--- start ---

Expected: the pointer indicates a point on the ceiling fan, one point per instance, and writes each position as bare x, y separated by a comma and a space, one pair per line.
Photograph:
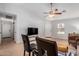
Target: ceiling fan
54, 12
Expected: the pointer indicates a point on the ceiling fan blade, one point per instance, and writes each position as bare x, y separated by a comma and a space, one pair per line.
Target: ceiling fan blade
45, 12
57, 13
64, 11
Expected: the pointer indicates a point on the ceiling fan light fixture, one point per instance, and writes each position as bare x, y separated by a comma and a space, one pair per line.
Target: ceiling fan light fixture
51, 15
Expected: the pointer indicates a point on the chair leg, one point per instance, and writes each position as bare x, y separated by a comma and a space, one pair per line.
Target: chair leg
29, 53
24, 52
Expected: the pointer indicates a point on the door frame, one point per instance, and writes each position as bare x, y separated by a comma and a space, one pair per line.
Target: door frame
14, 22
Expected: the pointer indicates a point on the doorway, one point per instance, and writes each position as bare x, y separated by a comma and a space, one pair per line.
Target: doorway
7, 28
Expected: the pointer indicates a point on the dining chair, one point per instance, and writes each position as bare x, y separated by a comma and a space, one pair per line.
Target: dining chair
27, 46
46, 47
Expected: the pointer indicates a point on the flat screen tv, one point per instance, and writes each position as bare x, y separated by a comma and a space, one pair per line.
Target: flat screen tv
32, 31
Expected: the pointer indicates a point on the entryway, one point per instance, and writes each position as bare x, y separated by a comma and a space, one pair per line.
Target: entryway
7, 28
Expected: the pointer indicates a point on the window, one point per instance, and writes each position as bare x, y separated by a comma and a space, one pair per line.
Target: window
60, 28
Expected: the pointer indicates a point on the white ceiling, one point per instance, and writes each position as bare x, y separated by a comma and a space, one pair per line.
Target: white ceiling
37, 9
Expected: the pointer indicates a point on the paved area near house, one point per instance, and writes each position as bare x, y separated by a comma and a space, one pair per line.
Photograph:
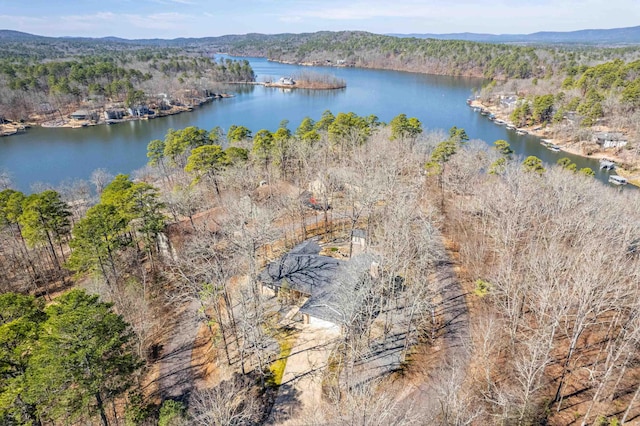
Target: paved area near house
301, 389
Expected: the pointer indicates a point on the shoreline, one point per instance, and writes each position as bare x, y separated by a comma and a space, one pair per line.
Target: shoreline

--- end ---
--- start ---

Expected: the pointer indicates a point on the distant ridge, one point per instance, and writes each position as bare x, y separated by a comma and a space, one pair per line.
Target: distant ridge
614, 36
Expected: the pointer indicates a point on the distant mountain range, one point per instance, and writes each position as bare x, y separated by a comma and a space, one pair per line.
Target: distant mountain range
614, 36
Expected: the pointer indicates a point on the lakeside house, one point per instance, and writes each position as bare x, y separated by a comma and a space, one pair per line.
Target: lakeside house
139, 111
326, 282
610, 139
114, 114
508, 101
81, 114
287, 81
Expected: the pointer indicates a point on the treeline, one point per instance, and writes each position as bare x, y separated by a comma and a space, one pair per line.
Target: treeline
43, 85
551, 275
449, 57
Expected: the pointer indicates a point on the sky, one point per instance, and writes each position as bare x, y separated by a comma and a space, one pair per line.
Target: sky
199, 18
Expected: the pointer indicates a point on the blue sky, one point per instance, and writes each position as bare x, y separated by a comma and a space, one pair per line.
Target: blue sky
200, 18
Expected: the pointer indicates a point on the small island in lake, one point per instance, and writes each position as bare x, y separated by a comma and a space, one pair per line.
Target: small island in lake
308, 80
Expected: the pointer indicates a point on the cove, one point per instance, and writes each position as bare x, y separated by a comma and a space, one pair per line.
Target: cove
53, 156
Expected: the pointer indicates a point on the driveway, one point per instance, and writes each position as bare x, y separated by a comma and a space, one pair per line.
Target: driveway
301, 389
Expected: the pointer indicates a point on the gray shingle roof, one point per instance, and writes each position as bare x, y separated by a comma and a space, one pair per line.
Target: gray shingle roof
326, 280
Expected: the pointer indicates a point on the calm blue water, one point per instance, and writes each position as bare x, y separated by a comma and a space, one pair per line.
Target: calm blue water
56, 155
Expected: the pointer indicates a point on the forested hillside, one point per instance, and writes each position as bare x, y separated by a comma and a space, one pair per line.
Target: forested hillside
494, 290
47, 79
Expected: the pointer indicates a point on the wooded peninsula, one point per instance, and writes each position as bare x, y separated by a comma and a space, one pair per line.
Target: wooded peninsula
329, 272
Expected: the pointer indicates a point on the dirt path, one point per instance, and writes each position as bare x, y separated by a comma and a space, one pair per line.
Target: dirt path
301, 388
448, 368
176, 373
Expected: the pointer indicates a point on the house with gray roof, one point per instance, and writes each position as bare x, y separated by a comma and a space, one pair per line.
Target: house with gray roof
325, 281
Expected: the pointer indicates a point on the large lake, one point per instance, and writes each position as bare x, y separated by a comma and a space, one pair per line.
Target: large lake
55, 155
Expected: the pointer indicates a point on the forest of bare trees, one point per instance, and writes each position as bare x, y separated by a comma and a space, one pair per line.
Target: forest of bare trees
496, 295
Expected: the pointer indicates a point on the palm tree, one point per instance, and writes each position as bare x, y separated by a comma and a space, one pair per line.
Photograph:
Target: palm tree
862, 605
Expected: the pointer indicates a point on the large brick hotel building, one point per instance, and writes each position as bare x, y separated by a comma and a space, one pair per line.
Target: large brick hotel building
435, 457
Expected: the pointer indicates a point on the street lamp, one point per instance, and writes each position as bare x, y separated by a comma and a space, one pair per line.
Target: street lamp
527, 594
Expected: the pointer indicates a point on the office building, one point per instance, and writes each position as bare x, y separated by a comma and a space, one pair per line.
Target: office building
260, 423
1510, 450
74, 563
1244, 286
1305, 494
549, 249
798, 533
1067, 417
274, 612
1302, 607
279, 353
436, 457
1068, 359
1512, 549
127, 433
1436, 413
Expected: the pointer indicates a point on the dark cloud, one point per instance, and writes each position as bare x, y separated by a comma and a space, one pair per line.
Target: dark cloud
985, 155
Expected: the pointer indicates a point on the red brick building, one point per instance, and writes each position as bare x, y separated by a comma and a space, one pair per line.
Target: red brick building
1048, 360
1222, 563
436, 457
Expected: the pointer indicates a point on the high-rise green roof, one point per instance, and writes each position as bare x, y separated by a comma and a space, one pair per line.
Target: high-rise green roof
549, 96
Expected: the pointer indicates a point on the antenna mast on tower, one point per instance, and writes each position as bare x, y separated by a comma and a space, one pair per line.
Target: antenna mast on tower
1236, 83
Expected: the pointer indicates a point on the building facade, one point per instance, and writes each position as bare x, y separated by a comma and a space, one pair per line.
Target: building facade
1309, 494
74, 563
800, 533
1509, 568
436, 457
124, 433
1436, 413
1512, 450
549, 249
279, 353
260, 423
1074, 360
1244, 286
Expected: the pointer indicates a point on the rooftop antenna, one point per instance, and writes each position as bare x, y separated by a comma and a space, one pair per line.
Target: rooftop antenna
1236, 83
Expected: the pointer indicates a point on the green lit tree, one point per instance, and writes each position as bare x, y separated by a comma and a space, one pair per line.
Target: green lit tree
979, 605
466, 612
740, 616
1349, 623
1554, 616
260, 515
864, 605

--- end ---
--- start ---

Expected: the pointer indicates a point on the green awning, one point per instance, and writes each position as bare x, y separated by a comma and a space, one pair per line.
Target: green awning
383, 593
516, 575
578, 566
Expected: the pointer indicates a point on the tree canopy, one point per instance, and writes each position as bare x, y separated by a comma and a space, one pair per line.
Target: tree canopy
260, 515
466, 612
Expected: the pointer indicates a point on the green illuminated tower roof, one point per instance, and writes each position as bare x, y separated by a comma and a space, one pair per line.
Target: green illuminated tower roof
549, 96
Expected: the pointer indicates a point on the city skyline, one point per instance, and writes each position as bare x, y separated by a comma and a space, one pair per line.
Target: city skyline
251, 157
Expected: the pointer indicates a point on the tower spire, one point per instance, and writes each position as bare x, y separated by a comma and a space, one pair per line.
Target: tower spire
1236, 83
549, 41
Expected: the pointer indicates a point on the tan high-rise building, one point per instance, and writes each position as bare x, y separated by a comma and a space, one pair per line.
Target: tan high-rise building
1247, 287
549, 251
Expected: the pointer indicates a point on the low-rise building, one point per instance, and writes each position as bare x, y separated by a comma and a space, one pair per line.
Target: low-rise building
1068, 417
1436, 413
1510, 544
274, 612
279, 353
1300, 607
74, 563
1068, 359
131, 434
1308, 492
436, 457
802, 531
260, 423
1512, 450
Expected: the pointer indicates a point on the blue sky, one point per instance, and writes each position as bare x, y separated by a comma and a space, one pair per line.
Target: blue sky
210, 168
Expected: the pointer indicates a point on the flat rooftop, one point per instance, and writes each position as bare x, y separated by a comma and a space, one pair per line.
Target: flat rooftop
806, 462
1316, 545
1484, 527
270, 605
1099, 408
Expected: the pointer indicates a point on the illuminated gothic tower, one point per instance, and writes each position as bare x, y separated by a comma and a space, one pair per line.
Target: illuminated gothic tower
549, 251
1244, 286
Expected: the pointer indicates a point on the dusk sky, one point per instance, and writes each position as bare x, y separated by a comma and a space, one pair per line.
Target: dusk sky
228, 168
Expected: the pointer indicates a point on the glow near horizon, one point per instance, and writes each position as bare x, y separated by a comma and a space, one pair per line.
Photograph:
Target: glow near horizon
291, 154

--- end ---

◆ EXERCISE AIM: Convert part of the records into a numbered list, beginning at the line that contains "Expected: the pointer indicates a point on the dining" and ending after the line that contains "Target: shoreline". Skip blank lines and leave the pictures out.

◆ WORKED SOLUTION:
1. Expected: the pointer indicates a point on the dining chair, one point per instance, and writes each position as bare x, y separated by a comma and a space, one pair per line.
2. Target: dining chair
3. 27, 46
4. 46, 47
5. Expected: the pointer indicates a point on the flat screen tv, one point per instance, and writes each position as bare x, y separated by a comma and a space, one pair per line.
6. Target: flat screen tv
7. 32, 31
8. Expected: the pointer indicates a point on the entryway, one point per instance, and writes each position as bare x, y separated by a comma and a space, one pair per line.
9. Target: entryway
10. 7, 28
11. Expected: the pointer indicates a point on the window, one point per instance, and writes each position as bare x, y separated by a comma and a space, one pair per line.
12. Target: window
13. 60, 28
14. Expected: the pointer indicates a point on the white ceiling, one point per instance, and writes each position as bare x, y separated by a comma and a space, one pair per line.
15. Target: white ceiling
16. 37, 9
17. Expected: the pointer indicates a point on the paved area near house, one point per instance, and writes each position as bare x, y separated by a comma and a space, one pair per line.
18. Photograph:
19. Target: paved area near house
20. 301, 389
21. Expected: the pointer indicates a point on the shoreline, one point per instance, and writes each position as bare x, y separated by a comma and a space, one pair per line.
22. Target: shoreline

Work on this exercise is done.